TASK TO COMPLETE
Render each line of the listing below as a Markdown table with the columns "Row" and "Line", numbering the rows in order and leaving out any blank lines.
===== EXERCISE INPUTS =====
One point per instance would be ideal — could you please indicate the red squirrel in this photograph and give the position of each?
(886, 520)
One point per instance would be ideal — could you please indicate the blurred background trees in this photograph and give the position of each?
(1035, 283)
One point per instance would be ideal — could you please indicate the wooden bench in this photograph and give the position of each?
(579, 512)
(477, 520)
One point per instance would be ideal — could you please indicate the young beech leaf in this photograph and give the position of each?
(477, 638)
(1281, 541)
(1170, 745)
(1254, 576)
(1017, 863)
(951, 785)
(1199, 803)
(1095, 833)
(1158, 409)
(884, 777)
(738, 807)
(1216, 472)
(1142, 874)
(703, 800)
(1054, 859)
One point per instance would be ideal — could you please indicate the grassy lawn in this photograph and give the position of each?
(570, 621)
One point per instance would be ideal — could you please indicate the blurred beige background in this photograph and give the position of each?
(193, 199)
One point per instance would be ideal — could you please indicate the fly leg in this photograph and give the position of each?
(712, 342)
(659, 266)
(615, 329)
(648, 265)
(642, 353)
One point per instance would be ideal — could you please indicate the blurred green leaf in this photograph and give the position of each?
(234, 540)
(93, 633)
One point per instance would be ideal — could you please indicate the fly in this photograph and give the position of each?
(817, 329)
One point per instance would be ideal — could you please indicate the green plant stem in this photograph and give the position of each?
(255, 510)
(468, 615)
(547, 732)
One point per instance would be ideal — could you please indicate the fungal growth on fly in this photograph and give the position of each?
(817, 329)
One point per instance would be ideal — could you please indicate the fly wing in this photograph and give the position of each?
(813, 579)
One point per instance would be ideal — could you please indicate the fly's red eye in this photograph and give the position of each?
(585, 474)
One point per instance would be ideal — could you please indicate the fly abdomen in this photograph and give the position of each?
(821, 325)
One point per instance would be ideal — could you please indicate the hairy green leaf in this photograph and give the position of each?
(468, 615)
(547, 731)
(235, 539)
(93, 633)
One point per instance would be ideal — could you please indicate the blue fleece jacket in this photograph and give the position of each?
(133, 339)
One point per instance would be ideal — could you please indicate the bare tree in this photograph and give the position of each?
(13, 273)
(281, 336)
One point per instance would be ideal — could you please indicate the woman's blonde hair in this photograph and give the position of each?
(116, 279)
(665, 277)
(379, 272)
=====
THE OUTPUT
| Row | Line |
|---|---|
| 1 | One point per instance would be ideal — could you please indicate the red squirrel in this photograph and give the position of each? |
| 2 | (886, 520) |
| 3 | One point per instance would be ideal — could you please indicate the blurred background trees in this photograph and give the position of each? |
| 4 | (1035, 283) |
| 5 | One point per instance would be ideal — could you please indicate the wooden bench in this photograph and give the position of each? |
| 6 | (579, 512) |
| 7 | (477, 520) |
| 8 | One point per instance would be ideal — could you please indicate the young beech leaf in this photograph and give the position of each? |
| 9 | (477, 638) |
| 10 | (1281, 541) |
| 11 | (1170, 745) |
| 12 | (1254, 576) |
| 13 | (1017, 863) |
| 14 | (951, 785) |
| 15 | (1199, 803) |
| 16 | (1095, 833) |
| 17 | (1158, 409) |
| 18 | (884, 777) |
| 19 | (738, 807) |
| 20 | (1216, 472) |
| 21 | (1142, 874) |
| 22 | (703, 800) |
| 23 | (1054, 859) |
| 24 | One point per instance would be ideal — could you please indicate the grassy lawn in this photograph and give the position of each? |
| 25 | (570, 621) |
| 26 | One point per instance would be ideal — could you please indicate the blurred beige background in this photograph and give the position of each? |
| 27 | (193, 199) |
| 28 | One point per instance would be ideal — could you please indicate the fly leg in this photograph and give the position of each? |
| 29 | (712, 342) |
| 30 | (659, 266) |
| 31 | (615, 329) |
| 32 | (648, 265) |
| 33 | (642, 353) |
| 34 | One point per instance would be ideal — could you please indicate the blurred green leaf in this photograph and give the position of each? |
| 35 | (234, 540) |
| 36 | (93, 633) |
| 37 | One point per instance would be ideal — could you please indicate the fly in this photograph and give the position of each? |
| 38 | (817, 329) |
| 39 | One point per instance would be ideal — could you please indicate the green plant stem in this photograph and give the position of each? |
| 40 | (255, 510) |
| 41 | (468, 615) |
| 42 | (547, 732) |
| 43 | One point per instance would be ideal — could you please indicate the fungal growth on fly in this photograph and give the position of each? |
| 44 | (817, 329) |
| 45 | One point per instance would be ideal — could you please indicate the fly wing in this photograph and give the position of each? |
| 46 | (813, 579) |
| 47 | One point per instance would be ideal — could you please indicate the fly's red eye in this photograph and give the position of each? |
| 48 | (585, 474) |
| 49 | One point per instance would be ideal — could you please indicate the fly abdomen in this photograph and give the position of each? |
| 50 | (821, 325) |
| 51 | One point per instance would be ideal — could you please indicate the hairy green leaf in this photograph and give the position of each? |
| 52 | (468, 615) |
| 53 | (547, 731) |
| 54 | (235, 539) |
| 55 | (93, 633) |
| 56 | One point per instance would be ideal — could you please indicate the blue fleece jacket in this photograph and give the position of each? |
| 57 | (133, 339) |
| 58 | One point per instance would be ideal — could you please indicate the bare tree in this photograph and give the position of each? |
| 59 | (13, 273) |
| 60 | (281, 336) |
| 61 | One point per instance would be ideal — could you please indicate the woman's blonde hair in this photograph and give the position of each? |
| 62 | (116, 279) |
| 63 | (665, 277) |
| 64 | (379, 272) |